WHAT THE EXERCISE ASKS: Retype exactly the lines that run from the line with "wrist in the photograph above." to the final line of the entries, keeping both ends and nothing else.

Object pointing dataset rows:

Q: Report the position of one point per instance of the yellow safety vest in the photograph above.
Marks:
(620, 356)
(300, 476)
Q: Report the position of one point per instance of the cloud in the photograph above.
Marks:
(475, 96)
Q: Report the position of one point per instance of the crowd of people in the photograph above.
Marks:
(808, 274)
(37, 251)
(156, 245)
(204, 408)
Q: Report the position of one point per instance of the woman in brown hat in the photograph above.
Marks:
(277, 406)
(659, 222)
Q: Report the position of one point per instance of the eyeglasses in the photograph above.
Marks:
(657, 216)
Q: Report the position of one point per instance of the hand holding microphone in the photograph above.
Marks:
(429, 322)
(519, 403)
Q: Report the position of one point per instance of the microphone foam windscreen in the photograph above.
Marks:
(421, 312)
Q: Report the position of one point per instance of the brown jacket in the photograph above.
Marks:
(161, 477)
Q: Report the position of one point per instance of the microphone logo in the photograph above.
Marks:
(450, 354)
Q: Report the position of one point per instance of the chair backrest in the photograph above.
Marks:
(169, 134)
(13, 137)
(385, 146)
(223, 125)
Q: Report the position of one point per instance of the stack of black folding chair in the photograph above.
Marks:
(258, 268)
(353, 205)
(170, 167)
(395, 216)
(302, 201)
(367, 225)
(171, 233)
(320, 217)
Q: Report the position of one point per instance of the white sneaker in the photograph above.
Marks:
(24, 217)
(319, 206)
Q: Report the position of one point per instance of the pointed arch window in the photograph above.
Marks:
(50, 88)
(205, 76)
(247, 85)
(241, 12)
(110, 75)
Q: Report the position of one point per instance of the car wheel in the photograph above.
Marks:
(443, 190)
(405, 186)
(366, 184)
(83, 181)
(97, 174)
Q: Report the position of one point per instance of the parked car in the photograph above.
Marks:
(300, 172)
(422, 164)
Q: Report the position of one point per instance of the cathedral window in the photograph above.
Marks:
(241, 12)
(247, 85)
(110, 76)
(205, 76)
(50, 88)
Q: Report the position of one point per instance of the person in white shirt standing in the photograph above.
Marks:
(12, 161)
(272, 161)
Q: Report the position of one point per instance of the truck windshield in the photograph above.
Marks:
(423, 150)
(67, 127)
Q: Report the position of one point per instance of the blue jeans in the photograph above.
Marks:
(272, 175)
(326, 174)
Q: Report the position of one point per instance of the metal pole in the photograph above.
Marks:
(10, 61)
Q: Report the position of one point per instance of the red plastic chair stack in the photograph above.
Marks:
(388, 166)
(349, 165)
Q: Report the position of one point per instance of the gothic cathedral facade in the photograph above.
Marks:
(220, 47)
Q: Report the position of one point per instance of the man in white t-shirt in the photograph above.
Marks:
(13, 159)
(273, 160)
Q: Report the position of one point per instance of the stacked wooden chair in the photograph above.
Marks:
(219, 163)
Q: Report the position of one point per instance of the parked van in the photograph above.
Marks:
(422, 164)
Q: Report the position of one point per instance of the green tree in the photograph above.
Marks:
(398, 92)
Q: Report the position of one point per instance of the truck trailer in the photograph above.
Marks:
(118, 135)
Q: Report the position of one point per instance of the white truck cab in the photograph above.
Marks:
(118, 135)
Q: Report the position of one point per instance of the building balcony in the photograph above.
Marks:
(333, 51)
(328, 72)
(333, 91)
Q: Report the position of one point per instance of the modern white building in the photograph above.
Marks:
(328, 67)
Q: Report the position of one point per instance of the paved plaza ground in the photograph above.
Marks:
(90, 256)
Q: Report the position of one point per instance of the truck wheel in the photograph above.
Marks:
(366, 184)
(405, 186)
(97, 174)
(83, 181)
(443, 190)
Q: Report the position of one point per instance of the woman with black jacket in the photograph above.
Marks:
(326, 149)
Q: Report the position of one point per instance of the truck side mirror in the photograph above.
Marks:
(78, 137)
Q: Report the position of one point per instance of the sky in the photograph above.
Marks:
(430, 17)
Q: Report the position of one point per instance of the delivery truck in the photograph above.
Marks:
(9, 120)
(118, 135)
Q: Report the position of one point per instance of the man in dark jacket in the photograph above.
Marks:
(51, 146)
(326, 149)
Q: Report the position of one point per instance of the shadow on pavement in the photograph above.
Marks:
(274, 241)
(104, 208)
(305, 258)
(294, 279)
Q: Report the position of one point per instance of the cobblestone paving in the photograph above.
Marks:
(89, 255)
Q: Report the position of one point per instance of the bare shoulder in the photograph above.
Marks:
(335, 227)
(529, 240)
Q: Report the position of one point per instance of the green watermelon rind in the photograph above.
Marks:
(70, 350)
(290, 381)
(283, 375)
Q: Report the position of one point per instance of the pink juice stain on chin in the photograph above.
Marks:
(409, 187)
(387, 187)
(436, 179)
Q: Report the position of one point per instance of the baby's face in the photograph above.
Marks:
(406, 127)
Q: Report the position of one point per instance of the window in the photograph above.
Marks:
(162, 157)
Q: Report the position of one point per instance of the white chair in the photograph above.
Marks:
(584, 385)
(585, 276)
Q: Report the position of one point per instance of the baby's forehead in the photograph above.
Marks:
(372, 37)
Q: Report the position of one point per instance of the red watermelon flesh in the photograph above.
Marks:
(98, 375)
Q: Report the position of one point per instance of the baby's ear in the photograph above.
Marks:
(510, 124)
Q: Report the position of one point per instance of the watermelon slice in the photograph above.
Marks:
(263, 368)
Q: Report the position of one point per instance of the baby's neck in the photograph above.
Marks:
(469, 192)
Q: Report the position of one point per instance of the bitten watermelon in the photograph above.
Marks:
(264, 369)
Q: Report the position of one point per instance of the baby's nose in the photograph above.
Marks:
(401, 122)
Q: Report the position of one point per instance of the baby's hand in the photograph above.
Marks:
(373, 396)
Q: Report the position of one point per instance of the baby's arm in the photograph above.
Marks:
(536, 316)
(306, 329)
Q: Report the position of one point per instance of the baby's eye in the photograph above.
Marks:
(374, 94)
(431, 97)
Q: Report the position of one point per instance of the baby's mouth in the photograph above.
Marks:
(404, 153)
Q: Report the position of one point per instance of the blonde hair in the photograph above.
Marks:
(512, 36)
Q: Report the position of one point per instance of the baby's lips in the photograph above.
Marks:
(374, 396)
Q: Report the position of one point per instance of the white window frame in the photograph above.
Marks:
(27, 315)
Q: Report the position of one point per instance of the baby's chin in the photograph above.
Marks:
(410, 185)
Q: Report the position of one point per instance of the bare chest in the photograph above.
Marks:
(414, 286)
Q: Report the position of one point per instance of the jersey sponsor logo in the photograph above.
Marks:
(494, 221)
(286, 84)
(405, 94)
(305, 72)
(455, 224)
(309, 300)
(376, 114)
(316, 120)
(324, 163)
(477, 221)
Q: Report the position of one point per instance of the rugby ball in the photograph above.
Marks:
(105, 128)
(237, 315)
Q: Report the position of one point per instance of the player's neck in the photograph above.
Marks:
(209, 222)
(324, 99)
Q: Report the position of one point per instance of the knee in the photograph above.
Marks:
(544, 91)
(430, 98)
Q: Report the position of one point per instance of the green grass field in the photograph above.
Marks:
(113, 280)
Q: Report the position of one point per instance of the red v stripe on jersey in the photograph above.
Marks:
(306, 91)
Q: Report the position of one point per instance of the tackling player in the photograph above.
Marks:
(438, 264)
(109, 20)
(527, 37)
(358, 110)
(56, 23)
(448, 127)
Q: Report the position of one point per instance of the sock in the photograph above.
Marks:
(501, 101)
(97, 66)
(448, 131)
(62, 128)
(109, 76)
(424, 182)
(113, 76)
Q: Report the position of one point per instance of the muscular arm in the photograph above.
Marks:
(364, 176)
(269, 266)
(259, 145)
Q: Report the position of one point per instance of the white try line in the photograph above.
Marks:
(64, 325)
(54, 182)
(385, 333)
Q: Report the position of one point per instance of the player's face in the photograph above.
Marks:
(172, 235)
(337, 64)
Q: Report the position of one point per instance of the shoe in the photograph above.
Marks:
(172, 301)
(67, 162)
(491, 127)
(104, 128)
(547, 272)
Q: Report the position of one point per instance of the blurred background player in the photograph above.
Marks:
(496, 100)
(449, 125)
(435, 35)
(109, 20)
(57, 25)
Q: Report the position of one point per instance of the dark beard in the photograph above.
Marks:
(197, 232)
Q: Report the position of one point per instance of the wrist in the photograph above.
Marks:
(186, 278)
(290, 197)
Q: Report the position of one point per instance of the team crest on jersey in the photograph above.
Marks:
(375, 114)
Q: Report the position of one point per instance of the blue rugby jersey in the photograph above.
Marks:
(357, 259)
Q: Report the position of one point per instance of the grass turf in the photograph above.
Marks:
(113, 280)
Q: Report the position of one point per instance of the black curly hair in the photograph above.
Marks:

PROBLEM SOLUTION:
Q: Report the position of one point per instance of the wrist in the photograph above.
Marks:
(186, 278)
(290, 197)
Q: Report the position of one point per instance of the team crest on jersey in the photograph above.
Marks:
(375, 114)
Q: Report the position of one point per instance of the blue rugby jersey in the photograph above.
Marks:
(357, 259)
Q: Report the position of one point per instance of the grass turf in the photograph above.
Marks:
(113, 280)
Q: Report the position of one point per instance of the black curly hair in the photograph above.
Marks:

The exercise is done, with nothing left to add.